* [Extract]
— BEGIN —
The above structure allows us to maintain a tree-like structure of the document. The structure is the same as that is provided to the user to select the PDF options. I used the iTextSharp library to merge PDF documents. To interact with the PDF, we first need to create a PdfReader object from the stream. Using the SimpleBookmark class, we can get the existing bookmarks for the PDF.

var pdfReader = new PdfReader(stream);
ArrayList bookmarks = SimpleBookmark.GetBookmark(pdfReader);

iText representation of bookmarks is a bit complex. It represents them as an ArrayList of Hashtables. The Hashtable has keys like Action, Title, Page, Kids, etc. Kids property represents child bookmarks and is the same ArrayList type. Since it was hard to work with this structure, I created a wrapper class to interact easily with the bookmarks.
— END —
* [Data provided]
— BEGIN —
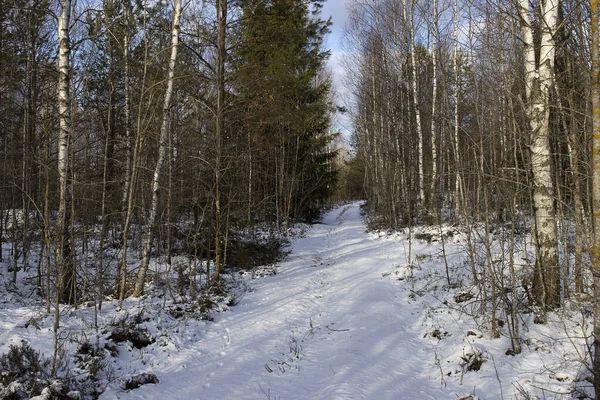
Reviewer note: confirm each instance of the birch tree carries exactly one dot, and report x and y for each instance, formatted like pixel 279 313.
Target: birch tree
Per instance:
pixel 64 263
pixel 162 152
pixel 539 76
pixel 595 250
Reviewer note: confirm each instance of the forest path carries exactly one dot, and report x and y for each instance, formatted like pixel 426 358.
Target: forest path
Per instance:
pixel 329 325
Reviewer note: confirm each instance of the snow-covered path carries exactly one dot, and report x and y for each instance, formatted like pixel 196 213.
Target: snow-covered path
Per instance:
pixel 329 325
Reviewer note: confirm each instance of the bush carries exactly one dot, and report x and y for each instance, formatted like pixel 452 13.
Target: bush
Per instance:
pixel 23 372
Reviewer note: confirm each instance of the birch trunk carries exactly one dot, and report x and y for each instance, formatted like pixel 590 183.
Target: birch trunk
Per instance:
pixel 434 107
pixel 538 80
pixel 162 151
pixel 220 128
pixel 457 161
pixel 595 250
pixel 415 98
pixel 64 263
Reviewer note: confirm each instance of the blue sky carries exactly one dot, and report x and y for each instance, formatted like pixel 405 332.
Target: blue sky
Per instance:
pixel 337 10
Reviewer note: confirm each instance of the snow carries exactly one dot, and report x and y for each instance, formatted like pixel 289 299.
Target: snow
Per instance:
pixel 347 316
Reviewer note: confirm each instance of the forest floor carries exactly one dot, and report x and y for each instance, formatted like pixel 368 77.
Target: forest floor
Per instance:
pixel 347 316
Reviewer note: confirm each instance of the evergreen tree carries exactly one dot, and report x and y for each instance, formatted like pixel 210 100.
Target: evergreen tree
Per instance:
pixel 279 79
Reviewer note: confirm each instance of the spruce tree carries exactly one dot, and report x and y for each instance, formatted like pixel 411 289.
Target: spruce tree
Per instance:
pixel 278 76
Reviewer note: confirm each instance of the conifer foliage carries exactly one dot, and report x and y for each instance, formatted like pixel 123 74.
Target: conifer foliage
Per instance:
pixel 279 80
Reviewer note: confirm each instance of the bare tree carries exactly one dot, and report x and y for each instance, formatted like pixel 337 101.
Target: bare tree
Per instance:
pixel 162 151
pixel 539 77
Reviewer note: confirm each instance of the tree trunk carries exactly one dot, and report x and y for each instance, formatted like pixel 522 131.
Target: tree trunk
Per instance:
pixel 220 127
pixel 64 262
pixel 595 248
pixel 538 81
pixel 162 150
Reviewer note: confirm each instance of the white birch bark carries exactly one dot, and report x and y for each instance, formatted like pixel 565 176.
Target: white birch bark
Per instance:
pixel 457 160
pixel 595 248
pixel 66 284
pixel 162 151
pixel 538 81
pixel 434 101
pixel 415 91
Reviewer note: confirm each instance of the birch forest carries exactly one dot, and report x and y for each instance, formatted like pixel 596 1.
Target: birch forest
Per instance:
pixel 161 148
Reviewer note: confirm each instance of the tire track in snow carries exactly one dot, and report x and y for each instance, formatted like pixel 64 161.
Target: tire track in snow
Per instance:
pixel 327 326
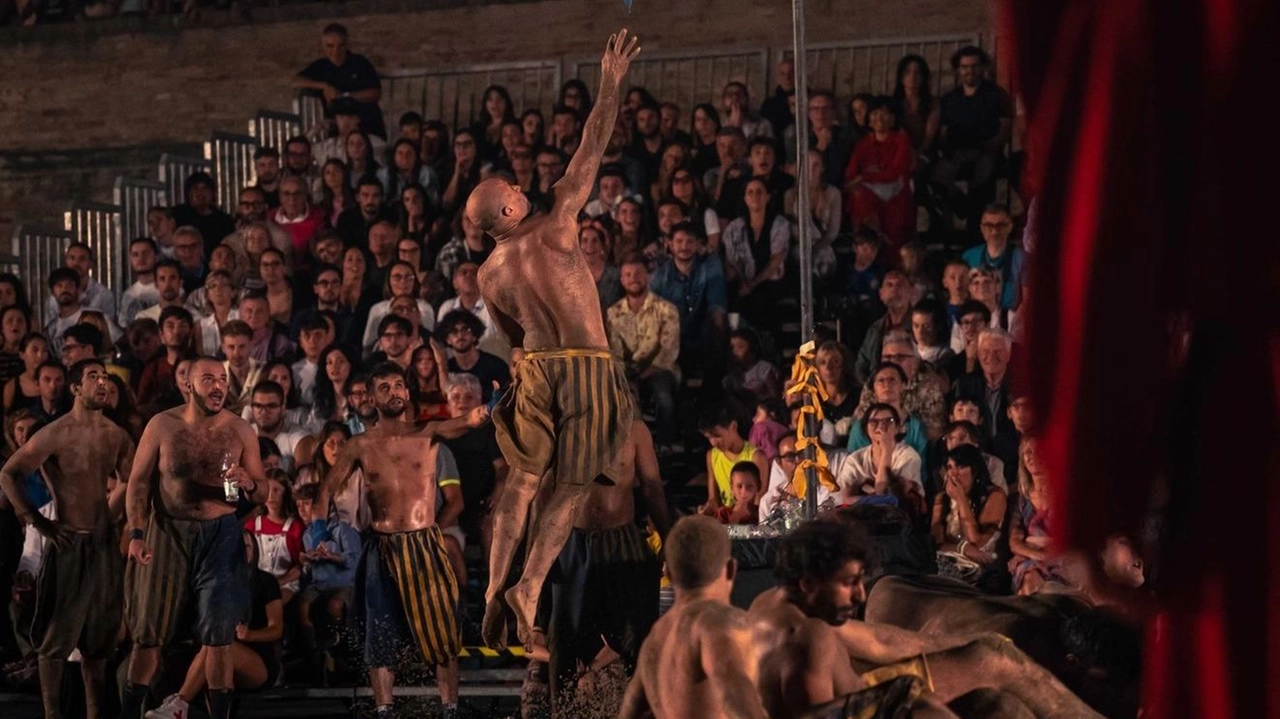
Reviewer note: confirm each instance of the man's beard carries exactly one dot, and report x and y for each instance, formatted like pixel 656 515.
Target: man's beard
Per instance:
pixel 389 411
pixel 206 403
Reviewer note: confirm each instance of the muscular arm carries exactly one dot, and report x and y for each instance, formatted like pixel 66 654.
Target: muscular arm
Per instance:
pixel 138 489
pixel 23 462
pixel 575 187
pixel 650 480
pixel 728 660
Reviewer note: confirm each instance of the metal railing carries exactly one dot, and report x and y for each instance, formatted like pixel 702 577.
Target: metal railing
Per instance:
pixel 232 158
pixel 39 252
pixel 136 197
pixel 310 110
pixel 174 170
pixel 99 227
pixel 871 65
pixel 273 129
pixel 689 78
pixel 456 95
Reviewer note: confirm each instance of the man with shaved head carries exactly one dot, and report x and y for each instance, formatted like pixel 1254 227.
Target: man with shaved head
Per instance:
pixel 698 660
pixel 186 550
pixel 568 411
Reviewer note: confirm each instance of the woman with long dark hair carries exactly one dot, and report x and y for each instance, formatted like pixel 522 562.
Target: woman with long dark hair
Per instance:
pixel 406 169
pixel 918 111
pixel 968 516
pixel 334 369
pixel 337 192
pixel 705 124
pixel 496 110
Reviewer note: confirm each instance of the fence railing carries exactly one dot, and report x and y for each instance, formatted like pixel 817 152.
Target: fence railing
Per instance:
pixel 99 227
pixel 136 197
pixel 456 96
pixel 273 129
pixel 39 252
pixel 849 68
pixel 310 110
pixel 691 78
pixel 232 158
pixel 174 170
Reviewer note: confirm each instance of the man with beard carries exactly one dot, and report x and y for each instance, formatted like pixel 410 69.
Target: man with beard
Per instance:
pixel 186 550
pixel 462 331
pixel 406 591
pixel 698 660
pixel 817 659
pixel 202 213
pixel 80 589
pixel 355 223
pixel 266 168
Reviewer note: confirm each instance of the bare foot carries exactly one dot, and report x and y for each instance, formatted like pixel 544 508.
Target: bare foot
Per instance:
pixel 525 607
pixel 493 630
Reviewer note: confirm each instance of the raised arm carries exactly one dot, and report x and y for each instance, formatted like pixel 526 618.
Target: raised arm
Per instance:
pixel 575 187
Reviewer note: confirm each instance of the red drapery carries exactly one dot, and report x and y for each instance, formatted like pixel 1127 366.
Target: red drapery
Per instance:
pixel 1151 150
— END —
* [Aim]
Using the text on PDF bookmarks above, mark each statement yes or no and quote the words that decide it. 1. iText represents bookmarks as an ArrayList of Hashtables. 2. The Kids property holds the page number of a bookmark. 3. A PdfReader object has to be created from the stream before working with the PDF.

* [In response]
1. Yes: "It represents them as an ArrayList of Hashtables."
2. No: "Kids property represents child bookmarks and is the same ArrayList type."
3. Yes: "To interact with the PDF, we first need to create a PdfReader object from the stream."